● Dataset extract:
== Segment start ==

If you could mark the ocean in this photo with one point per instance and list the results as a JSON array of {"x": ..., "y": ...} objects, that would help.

== Segment end ==
== Segment start ==

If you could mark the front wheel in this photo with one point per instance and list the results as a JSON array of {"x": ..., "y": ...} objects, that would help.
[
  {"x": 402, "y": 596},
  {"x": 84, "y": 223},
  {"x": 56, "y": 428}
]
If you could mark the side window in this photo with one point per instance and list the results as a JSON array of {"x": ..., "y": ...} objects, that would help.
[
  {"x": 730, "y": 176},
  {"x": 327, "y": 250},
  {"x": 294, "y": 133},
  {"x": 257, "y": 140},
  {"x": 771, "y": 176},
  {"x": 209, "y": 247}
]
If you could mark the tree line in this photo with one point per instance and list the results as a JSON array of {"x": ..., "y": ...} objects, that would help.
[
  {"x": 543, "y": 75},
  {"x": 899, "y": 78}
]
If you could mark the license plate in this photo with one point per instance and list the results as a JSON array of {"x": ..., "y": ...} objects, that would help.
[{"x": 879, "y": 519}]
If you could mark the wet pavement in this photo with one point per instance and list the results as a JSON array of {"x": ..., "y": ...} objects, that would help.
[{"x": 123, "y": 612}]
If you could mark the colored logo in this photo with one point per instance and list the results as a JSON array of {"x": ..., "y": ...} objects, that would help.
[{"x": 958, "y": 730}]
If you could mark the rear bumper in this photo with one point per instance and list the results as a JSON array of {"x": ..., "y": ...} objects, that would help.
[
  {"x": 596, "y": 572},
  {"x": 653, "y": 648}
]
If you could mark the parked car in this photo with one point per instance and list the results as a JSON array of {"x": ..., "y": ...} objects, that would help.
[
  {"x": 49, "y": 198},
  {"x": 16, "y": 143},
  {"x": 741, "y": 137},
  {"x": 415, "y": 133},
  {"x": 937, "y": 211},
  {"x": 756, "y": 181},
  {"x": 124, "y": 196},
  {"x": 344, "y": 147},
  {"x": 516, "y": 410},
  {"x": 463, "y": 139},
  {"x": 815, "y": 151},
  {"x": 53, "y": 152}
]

== Segment end ==
== Segment start ==

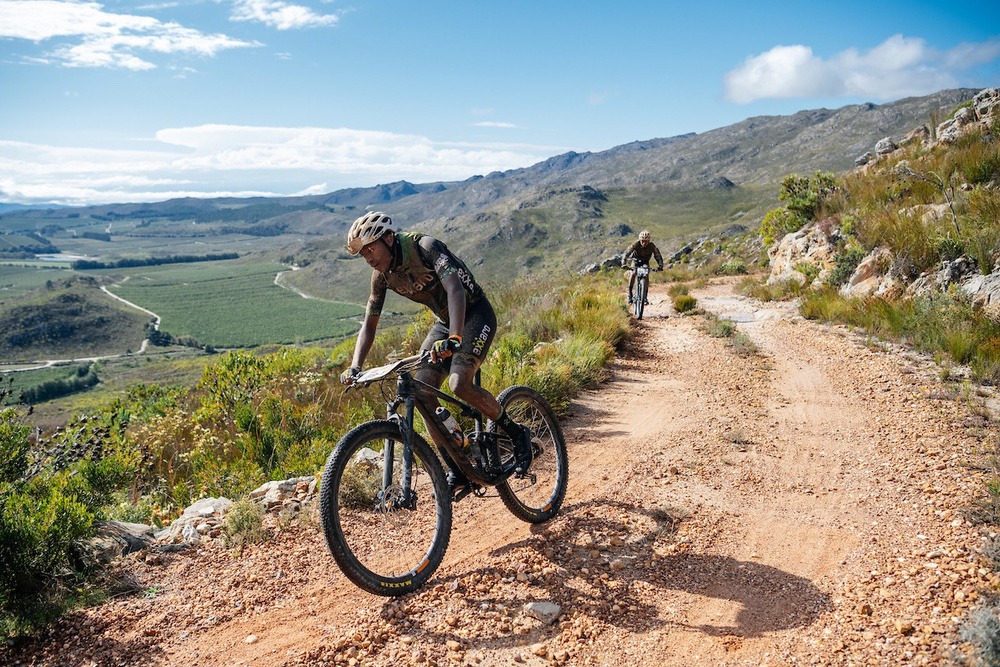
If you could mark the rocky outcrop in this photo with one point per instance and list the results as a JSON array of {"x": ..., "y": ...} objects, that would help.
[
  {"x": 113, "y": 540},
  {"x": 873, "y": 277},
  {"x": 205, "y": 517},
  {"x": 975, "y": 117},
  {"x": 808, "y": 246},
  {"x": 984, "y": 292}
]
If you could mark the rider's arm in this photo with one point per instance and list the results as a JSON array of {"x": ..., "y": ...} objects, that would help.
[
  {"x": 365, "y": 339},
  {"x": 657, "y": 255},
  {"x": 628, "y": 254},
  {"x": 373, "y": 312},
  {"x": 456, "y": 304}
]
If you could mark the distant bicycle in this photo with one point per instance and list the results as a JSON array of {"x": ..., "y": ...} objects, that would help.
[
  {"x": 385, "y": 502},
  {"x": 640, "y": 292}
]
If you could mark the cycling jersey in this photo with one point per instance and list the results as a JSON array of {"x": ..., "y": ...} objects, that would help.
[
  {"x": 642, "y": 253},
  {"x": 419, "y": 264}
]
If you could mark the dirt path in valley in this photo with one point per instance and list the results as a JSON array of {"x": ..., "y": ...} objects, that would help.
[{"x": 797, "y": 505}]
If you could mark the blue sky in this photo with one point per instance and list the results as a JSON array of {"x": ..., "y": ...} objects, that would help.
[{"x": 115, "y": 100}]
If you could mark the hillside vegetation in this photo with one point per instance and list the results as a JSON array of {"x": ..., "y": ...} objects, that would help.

== Segment end ==

Return only the lines between the one holding "If you could mark the rider's" and the one holding "If you could mark the hillside", inclusive, exactly as they appear above.

● Exercise answer:
If you could mark the rider's arm in this photo with one point per instance and list the results as a JSON array of {"x": ..., "y": ...} objects, that would help.
[
  {"x": 365, "y": 339},
  {"x": 657, "y": 255},
  {"x": 628, "y": 254},
  {"x": 373, "y": 312},
  {"x": 456, "y": 304}
]
If you could mark the distant bicycle in this photo with one point per instance and list the results as a JSON array of {"x": ..., "y": ...} objects, that would help.
[
  {"x": 385, "y": 502},
  {"x": 640, "y": 292}
]
If you could mark the cycling jersey in this photo with one point per instance and list the results as a JSON array of {"x": ..., "y": ...} objects, that would help.
[
  {"x": 642, "y": 253},
  {"x": 419, "y": 264}
]
If you could mark the dirt path in valley in this photo with one point per instance and list the results as a JSON array of {"x": ..., "y": ...} objects, that would help.
[{"x": 797, "y": 505}]
If you could mark the blue sky in this photo with one point per instance and list the results as a JSON array of {"x": ..., "y": ...} objects, that would help.
[{"x": 115, "y": 100}]
If you could mark the hillside vegetation in this photo with one point per instance and list the results as a JSON array of {"x": ..., "y": ...} objects, that would help.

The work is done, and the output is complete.